Janan Ganesh in the Financial Times:
Liebling was drawn to boxing, but so were Joyce Carol Oates and William Hazlitt, neither of whom is easily pictured doing high-speed pad work amid buckets of bloodied spit in a basement gym. George Bernard Shaw wrote a novel about the sport (Cashel Byron’s Profession, 1882). James Baldwin covered Floyd Patterson’s 1962 fight with Sonny Liston. Current New Yorker editor David Remnick published a book about Muhammad Ali (King of the World, 1999) in between lighter subjects such as Barack Obama and Russia. All but one or two of Norman Mailer’s novels cringe with inadequacy next to The Fight, his account of Ali’s 1974 showdown with George Foreman in Zaire. Gay Talese, George Plimpton, Hunter Thompson: all thrived at the intersection of professionalised violence and literary journalism.

(Stored data)
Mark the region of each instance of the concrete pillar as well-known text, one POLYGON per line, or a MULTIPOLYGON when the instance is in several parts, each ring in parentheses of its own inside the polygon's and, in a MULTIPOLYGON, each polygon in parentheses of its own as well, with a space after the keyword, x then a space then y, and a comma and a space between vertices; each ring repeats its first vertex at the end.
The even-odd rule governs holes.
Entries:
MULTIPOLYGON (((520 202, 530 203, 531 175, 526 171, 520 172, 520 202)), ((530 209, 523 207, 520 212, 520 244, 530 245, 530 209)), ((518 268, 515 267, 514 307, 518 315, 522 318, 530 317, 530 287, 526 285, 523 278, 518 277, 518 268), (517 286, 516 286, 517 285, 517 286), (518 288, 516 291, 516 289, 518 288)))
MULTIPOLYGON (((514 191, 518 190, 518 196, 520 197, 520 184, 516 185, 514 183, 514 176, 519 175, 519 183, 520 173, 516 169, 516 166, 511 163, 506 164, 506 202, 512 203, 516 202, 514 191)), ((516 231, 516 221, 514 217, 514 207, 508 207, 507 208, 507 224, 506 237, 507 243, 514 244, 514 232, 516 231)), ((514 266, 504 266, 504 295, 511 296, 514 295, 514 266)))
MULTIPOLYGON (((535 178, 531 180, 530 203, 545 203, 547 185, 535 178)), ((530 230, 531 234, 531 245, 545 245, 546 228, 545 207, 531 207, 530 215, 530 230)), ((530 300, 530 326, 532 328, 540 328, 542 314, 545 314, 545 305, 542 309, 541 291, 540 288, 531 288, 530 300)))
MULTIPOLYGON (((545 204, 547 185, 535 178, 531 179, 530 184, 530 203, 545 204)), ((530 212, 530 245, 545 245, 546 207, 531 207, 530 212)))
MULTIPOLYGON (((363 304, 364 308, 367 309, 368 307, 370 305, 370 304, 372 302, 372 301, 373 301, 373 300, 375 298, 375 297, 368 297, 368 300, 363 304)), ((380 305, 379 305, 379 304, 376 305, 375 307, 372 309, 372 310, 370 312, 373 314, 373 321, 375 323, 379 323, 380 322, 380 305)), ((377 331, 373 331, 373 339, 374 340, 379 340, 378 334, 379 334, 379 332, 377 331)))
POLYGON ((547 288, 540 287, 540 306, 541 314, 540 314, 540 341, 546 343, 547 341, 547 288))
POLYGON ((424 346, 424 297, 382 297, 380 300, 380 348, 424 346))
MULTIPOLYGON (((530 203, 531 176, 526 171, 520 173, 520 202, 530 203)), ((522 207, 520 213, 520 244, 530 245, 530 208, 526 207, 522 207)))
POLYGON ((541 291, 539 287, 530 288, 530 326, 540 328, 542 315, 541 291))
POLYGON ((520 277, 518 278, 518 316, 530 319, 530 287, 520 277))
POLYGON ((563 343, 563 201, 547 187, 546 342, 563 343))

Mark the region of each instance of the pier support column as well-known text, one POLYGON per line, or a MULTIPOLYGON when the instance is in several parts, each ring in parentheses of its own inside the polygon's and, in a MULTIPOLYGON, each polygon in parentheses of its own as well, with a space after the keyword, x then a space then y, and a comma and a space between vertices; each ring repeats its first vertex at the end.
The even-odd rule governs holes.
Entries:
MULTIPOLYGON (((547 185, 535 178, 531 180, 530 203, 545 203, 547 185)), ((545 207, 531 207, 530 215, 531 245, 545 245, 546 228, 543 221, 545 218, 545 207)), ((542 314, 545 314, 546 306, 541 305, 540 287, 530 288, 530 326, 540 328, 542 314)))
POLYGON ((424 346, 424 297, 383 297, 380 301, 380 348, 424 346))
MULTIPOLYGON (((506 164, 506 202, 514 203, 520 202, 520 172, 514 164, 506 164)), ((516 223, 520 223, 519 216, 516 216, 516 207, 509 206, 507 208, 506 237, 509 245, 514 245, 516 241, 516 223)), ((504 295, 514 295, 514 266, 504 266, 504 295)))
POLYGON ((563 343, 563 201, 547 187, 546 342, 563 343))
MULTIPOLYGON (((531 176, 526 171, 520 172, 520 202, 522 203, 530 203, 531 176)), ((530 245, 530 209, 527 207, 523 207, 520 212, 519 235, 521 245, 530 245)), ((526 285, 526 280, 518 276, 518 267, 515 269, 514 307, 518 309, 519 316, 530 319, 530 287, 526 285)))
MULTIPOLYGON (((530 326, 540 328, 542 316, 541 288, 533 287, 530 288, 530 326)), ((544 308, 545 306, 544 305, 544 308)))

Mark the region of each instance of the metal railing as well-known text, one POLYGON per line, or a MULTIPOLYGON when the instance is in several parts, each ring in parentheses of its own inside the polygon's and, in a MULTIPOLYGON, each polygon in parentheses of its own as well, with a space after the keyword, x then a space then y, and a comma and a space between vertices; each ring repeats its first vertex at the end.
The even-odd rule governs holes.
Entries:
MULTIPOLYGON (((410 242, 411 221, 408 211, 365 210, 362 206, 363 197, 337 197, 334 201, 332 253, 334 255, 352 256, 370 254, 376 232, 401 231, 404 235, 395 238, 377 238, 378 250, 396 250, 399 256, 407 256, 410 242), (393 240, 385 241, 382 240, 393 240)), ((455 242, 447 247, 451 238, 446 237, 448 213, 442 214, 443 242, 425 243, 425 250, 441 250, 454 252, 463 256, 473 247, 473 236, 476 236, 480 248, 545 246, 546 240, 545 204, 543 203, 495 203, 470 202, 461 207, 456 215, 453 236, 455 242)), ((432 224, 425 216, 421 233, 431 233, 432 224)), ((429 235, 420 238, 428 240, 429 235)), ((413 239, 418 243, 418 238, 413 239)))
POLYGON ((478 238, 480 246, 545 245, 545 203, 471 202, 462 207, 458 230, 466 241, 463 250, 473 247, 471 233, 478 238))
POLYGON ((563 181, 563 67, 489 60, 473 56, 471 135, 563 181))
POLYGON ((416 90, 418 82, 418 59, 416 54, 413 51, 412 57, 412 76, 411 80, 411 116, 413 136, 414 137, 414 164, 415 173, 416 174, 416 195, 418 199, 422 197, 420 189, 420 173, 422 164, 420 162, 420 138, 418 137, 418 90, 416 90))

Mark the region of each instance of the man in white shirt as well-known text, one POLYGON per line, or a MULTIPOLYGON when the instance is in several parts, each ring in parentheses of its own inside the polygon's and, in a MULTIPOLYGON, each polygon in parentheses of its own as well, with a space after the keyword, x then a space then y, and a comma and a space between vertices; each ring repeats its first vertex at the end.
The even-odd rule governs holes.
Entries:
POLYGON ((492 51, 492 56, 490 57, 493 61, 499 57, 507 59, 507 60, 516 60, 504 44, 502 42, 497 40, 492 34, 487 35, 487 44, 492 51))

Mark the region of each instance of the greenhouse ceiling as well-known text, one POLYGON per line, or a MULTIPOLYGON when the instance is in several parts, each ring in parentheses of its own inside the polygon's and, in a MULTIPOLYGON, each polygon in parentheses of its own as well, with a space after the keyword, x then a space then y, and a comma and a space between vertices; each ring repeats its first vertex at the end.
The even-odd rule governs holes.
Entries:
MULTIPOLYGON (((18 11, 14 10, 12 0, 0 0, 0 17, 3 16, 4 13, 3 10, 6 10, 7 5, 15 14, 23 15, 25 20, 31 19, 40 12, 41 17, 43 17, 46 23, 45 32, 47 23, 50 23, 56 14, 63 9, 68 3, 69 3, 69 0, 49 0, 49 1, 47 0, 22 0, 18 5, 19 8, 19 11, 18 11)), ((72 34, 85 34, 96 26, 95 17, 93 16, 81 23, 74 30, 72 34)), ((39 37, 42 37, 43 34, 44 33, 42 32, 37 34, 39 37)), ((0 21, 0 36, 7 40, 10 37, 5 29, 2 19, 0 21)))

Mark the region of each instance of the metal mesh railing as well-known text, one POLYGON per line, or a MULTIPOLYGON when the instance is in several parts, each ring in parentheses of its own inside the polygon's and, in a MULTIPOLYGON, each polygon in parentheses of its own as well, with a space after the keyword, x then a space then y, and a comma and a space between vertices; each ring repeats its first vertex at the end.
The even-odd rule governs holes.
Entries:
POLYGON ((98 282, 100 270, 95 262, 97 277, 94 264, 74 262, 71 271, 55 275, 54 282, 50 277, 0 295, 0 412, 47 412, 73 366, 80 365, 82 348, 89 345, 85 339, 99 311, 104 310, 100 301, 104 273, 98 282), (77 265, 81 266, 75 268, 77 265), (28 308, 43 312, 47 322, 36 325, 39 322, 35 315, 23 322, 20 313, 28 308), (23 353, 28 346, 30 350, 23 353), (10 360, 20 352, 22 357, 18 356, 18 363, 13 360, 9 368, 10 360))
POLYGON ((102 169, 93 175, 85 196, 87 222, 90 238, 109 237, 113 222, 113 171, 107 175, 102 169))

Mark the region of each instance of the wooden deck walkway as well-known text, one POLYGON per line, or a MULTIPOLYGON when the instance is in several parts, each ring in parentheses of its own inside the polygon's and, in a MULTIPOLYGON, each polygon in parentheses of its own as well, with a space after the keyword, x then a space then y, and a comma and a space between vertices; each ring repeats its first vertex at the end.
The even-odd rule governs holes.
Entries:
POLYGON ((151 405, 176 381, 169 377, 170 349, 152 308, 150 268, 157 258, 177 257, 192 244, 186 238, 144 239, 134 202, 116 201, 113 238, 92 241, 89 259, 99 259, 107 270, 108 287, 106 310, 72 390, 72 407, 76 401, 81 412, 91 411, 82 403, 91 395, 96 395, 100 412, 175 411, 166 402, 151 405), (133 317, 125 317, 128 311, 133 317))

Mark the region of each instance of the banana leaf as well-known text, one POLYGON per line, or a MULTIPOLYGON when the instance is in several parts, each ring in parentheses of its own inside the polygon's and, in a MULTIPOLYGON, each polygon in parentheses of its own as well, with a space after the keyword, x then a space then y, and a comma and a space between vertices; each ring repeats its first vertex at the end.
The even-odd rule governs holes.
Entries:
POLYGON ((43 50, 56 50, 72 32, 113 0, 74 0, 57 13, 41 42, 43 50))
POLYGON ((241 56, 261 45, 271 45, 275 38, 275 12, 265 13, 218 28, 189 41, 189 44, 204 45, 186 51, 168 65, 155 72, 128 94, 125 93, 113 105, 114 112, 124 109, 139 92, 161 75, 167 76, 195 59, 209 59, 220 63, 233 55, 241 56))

Problem to work on ::
Please answer these questions about the passage on writers and boxing:
1. In what year was George Bernard Shaw's boxing novel published?
2. Whose 1962 fight with Sonny Liston did James Baldwin cover?
3. What is the title of Norman Mailer's account of Ali's 1974 showdown with George Foreman?

Solution for this exercise ::
1. 1882
2. Floyd Patterson's
3. The Fight